__Exercise brief__.
Beginning with the line where "Pin each instance of the icbc" appears, retype every remaining line of the data below, both the first and last included.

* Start *

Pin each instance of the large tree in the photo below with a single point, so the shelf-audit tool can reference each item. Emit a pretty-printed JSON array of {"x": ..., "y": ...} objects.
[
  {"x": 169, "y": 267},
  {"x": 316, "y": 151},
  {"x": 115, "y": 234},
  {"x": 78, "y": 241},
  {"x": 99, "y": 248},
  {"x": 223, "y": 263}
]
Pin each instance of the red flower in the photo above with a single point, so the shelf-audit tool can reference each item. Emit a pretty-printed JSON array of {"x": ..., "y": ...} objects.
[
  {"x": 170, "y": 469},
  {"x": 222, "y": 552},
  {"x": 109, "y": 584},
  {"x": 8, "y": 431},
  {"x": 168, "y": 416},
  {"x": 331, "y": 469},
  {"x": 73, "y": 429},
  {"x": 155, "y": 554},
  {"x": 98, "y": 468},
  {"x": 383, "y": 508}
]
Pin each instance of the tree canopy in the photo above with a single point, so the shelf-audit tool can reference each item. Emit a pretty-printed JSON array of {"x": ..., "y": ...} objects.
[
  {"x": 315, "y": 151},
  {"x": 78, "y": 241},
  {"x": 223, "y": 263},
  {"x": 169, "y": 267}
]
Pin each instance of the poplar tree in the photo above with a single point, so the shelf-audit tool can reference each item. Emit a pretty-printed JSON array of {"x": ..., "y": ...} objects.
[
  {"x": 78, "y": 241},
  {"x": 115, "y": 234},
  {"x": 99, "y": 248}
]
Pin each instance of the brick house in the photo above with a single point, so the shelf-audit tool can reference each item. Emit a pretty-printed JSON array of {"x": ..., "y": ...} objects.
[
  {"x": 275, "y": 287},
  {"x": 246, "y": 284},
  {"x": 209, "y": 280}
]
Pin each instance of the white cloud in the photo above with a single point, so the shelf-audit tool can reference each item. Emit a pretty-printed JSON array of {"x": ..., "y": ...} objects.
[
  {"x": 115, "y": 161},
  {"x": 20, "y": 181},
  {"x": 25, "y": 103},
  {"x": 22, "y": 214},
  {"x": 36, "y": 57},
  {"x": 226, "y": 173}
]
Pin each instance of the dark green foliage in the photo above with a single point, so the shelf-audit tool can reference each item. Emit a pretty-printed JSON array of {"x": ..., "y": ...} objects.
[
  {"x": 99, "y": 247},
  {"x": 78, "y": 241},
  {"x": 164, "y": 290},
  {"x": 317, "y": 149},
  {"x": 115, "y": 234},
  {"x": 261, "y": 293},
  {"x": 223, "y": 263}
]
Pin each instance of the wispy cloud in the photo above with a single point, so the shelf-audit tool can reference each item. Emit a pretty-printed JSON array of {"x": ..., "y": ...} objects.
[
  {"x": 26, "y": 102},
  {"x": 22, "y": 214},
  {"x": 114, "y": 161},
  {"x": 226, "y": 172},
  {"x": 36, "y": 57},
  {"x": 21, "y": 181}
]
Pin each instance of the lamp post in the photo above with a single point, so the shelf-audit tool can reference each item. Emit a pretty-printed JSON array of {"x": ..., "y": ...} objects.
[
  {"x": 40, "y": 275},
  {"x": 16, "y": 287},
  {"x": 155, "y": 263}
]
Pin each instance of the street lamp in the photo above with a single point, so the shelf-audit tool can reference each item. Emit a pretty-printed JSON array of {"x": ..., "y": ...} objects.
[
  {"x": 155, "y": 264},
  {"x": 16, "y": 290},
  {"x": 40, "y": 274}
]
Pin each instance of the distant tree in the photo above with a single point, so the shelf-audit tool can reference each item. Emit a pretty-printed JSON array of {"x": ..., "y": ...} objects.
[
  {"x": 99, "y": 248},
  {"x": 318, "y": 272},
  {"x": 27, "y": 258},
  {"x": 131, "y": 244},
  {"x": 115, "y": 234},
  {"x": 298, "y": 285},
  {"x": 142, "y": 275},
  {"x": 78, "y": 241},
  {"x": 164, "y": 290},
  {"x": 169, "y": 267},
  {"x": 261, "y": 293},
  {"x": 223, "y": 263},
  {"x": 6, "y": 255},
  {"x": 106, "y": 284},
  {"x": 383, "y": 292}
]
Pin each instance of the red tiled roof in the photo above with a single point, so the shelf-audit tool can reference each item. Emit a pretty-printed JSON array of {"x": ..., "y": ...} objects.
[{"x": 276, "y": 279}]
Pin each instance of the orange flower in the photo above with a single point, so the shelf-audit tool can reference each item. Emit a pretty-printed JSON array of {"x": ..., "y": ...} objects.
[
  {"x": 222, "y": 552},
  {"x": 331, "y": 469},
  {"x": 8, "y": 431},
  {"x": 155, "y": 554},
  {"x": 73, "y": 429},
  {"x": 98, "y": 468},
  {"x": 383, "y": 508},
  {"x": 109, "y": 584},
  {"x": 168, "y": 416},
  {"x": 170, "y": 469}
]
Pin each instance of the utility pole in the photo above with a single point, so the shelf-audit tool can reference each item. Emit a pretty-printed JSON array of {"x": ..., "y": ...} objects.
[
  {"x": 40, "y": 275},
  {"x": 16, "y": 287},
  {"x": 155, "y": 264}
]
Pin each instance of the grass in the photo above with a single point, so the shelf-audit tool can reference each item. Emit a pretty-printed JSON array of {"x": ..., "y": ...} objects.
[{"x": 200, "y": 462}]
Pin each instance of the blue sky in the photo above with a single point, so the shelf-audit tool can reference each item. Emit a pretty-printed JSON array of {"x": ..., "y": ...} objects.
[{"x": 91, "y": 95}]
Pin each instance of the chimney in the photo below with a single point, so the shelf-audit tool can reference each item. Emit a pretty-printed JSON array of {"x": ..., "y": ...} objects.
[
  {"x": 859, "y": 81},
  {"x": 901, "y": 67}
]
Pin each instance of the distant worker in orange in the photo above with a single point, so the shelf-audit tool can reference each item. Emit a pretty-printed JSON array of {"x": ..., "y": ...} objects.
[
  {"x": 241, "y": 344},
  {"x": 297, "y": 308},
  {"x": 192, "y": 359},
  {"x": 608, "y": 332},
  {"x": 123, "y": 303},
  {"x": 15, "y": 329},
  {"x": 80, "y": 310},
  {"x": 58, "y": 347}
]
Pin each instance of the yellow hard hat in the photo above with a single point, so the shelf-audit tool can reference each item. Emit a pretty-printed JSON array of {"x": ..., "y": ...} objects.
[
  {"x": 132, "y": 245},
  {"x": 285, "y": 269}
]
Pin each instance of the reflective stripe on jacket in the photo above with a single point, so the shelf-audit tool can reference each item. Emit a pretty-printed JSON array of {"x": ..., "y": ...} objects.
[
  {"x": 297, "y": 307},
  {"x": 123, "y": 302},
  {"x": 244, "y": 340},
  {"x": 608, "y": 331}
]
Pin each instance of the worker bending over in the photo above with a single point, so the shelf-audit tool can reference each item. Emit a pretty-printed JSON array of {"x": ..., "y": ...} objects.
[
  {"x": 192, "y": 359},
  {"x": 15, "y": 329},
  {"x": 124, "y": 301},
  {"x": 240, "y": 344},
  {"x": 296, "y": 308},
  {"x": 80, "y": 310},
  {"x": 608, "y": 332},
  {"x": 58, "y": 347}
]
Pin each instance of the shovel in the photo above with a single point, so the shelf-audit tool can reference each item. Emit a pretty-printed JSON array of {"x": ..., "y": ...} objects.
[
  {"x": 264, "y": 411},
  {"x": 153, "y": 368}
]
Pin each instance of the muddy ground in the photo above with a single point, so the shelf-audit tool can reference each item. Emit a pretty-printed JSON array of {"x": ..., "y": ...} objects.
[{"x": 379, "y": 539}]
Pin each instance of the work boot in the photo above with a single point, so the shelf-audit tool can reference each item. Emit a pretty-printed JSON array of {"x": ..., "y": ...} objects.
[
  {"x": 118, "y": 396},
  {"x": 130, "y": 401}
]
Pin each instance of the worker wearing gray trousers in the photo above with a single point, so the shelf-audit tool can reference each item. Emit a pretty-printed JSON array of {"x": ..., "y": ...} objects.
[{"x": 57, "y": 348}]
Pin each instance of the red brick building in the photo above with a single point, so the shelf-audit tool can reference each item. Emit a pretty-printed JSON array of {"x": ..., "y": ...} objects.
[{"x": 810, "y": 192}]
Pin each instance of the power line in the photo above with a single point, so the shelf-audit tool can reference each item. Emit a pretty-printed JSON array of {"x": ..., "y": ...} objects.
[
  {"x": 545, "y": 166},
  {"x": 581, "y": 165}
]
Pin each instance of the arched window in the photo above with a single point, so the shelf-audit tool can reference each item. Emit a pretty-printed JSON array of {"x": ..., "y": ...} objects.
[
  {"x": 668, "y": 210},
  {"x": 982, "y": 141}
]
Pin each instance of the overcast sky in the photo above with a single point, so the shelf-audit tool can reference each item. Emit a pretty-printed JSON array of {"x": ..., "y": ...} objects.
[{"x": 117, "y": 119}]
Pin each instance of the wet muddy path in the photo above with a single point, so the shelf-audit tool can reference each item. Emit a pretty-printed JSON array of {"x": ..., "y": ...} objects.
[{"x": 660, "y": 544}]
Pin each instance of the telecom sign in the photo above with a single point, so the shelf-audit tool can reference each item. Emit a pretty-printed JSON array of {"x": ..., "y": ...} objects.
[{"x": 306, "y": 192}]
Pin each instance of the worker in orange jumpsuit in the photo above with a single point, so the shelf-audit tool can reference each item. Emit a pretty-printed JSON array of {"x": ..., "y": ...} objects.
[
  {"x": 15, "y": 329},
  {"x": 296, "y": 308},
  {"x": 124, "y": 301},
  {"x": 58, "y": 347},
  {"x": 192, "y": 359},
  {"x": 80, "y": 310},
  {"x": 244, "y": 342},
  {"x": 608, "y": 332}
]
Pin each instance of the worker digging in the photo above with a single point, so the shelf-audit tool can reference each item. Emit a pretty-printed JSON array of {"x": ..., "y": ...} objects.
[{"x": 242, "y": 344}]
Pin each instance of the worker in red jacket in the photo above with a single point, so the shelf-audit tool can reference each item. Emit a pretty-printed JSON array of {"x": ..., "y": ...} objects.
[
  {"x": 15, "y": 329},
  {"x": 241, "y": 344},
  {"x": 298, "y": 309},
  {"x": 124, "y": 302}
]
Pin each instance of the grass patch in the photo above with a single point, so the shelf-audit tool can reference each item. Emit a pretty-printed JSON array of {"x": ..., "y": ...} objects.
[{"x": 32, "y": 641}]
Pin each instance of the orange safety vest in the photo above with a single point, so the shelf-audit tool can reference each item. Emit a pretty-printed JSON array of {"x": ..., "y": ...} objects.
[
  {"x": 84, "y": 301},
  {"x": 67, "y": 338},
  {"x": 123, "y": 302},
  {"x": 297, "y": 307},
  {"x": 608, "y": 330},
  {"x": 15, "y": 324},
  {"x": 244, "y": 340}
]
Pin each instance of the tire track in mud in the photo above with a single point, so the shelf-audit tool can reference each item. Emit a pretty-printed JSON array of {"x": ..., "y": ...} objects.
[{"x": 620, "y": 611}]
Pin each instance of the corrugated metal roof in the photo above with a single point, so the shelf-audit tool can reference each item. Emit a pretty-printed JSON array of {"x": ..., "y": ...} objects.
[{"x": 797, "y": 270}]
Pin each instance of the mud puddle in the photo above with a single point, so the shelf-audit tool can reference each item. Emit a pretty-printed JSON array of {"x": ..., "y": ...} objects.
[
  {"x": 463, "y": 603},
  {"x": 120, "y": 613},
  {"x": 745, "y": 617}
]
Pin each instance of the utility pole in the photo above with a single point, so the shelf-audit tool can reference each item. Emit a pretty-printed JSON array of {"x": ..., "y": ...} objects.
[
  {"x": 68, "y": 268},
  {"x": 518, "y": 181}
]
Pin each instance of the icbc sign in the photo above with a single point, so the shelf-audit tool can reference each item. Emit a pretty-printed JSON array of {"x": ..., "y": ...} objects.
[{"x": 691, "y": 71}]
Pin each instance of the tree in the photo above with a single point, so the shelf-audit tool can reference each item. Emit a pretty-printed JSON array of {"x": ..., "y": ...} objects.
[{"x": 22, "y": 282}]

* End *

__Result below__.
Pin each instance of the icbc sign in the photo above with a single point, so the shelf-audit tool can reference each item. Emit a pretty-printed JSON array of {"x": ..., "y": ...} objects.
[{"x": 691, "y": 71}]
Pin each instance of the tree in the photo above with a single point, so the shelf-audit tool can reference each item. Emit a pretty-printed JSON array of {"x": ..., "y": ...} objects.
[{"x": 22, "y": 282}]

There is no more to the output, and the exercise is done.